TEXT:
__________________________________________________
How has COVID-19 Changed Retirement Planning?
Earlier this month, Forbes Advisor conducted a YouGov survey of 9,675 U.S. adults to better understand how people are handling their financial priorities amid the current crisis. All in all, nearly 72% of respondents indicated they made no changes to their retirement plans. Of those age 55 and older, the percentage skewed higher to 79%, while 61% of those age 25 to 34 reported making changes during this time.
Since more than 36.5 million Americans have filed for unemployment in the past few months, many are struggling financially. Even so, most respondents indicated they had not taken advantage of the changes outlined in the recent CARES Act. Only 4% of respondents have taken a loan from their 401k; 5% have taken a withdrawal from their 401k or IRA without the typical 10% penalty tax; and only 5% are planning to skip a Required Minimum Distribution (RMD) this year. Those percentages skewed a little higher for respondents between ages 25 and 44, so more younger workers are making use of these changes.
__________________________________________________
(Point localization data)
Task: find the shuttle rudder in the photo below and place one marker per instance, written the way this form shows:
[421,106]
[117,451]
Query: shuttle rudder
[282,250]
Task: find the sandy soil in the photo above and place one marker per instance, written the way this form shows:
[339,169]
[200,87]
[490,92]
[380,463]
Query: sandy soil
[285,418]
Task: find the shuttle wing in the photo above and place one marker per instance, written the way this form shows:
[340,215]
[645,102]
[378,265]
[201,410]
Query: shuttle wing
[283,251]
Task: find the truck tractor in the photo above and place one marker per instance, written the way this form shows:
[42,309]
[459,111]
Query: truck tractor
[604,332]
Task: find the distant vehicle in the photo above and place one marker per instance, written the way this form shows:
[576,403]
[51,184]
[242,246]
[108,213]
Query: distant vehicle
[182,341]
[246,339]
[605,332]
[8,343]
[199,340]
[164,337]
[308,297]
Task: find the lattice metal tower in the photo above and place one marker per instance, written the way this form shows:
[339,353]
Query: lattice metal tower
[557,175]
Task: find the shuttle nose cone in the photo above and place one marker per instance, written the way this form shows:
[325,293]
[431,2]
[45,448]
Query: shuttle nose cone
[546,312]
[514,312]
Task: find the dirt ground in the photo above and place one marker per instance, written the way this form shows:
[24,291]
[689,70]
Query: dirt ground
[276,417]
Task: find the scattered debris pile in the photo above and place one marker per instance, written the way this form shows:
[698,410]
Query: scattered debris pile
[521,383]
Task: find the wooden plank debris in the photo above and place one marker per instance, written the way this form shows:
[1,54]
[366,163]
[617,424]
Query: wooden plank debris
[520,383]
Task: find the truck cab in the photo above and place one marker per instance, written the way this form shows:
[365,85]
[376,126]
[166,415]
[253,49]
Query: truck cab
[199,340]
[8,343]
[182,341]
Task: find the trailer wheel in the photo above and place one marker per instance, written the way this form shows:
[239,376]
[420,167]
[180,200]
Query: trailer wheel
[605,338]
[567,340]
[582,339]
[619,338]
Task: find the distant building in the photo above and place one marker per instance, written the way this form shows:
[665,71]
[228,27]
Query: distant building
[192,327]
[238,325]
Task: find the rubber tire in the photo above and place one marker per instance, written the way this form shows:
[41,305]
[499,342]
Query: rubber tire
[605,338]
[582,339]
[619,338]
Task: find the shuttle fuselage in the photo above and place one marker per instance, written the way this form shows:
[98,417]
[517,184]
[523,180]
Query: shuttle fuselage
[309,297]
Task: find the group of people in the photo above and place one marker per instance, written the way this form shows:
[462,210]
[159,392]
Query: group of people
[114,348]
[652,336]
__________________________________________________
APPLY WHAT YOU READ:
1. According to the retirement planning article, how many U.S. adults did the YouGov survey include?
2. List each CARES Act option that the retirement planning article mentions, along with the share of respondents who used it or plan to use it.
3. Please proceed with the retirement planning article from where it stops.

SET OF ANSWERS:
1. 9,675 U.S. adults.

2.
- Taking a loan from a 401k: 4%
- Taking a withdrawal from a 401k or IRA without the typical 10% penalty tax: 5%
- Skipping a Required Minimum Distribution (RMD) this year: 5%

3.
Just 11% of respondents affirmed COVID-19 would require them to work longer than they had planned, and only 1% of those ages 55 and older said the crisis would force them to retire earlier than expected.
As the crisis continues, more U.S. adults may have to adjust their retirement plans. For the time being, however, many financial professionals maintain patience is key. It’s best to ride out the market volatility especially if you are able to and if you’re not close to retirement age. Those investments will likely regain value over time.